### To be done
Select every line among the items below that contains the word "wheel", and copy each one.

[Dataset records]
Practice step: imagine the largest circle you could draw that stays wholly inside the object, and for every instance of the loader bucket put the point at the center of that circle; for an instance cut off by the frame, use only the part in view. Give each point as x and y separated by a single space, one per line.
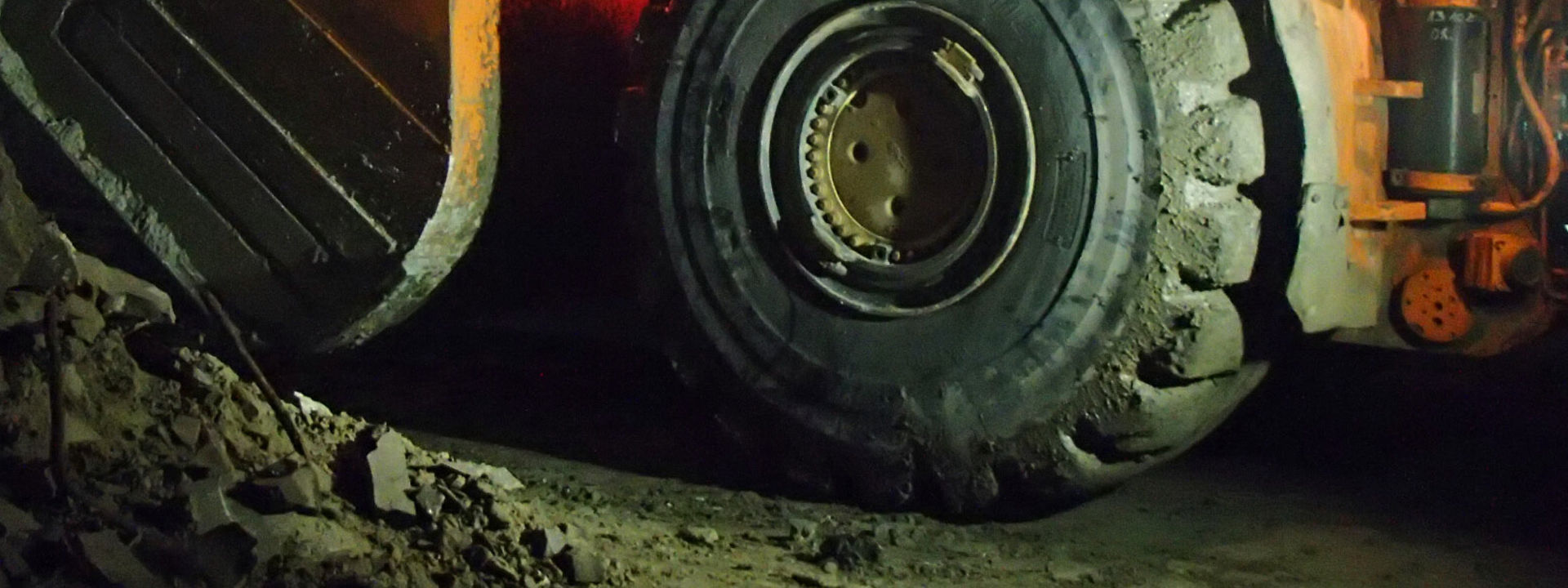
315 165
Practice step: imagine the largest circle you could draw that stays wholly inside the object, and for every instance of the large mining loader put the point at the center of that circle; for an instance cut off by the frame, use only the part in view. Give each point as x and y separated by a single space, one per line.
944 253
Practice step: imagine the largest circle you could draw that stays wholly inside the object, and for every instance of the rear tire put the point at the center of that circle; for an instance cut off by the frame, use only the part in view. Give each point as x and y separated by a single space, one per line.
1082 336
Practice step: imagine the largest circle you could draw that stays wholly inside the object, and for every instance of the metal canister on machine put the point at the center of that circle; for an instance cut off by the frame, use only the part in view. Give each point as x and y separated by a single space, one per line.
1438 143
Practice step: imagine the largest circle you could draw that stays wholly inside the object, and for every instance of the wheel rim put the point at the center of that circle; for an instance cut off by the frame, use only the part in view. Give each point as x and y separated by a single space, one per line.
889 185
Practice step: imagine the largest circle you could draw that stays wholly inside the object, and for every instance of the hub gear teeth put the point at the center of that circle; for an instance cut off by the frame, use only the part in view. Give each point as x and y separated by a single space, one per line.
817 156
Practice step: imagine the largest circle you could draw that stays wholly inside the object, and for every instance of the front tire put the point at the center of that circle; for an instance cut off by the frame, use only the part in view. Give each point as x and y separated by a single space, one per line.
1039 320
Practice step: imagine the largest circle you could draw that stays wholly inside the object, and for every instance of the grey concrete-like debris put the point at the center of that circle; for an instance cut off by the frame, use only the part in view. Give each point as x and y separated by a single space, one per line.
430 501
126 295
584 567
52 262
390 477
85 320
308 537
311 407
497 475
1071 571
209 504
117 562
700 535
546 543
802 530
295 491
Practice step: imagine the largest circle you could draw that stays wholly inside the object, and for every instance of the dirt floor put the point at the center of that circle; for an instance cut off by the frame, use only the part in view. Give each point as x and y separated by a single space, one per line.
1416 479
1351 468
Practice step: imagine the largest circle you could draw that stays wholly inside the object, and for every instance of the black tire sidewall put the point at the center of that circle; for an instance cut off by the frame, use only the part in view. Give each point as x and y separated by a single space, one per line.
1021 342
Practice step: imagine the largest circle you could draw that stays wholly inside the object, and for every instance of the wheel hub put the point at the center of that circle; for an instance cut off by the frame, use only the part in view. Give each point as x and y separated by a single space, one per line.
901 157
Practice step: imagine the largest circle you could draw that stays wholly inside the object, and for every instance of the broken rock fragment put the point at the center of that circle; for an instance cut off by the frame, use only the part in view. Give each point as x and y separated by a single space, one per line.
85 320
390 477
295 491
187 430
700 535
115 560
497 475
126 295
546 543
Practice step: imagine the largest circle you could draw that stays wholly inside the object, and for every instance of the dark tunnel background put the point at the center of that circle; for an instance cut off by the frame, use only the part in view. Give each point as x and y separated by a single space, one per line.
533 341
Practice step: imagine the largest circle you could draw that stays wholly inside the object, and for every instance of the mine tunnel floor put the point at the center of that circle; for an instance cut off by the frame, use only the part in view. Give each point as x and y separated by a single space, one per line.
1405 487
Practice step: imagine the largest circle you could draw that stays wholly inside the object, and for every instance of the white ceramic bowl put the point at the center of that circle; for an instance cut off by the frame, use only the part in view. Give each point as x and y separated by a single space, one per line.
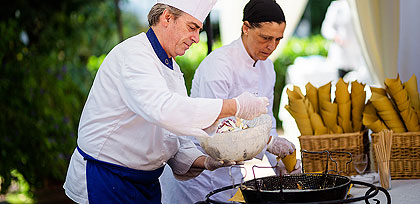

### Solution below
Practice step: imagine the largest circle you could draw that stays wholly inside the object, and for every instance of the wheel rim put the point at the center of that circle; for an instance cut off by the frame, use only the part in view. Give each point as x and y separated by a single space, one per line.
Practice step: imagine the largest circle you could draw that stays wholly inside the object, and for every instance of the wheel hub put the point at the center of that circle; for an instance cut off by the frame, use only the part in view. Give each point as x and y separated by a single space, one per line.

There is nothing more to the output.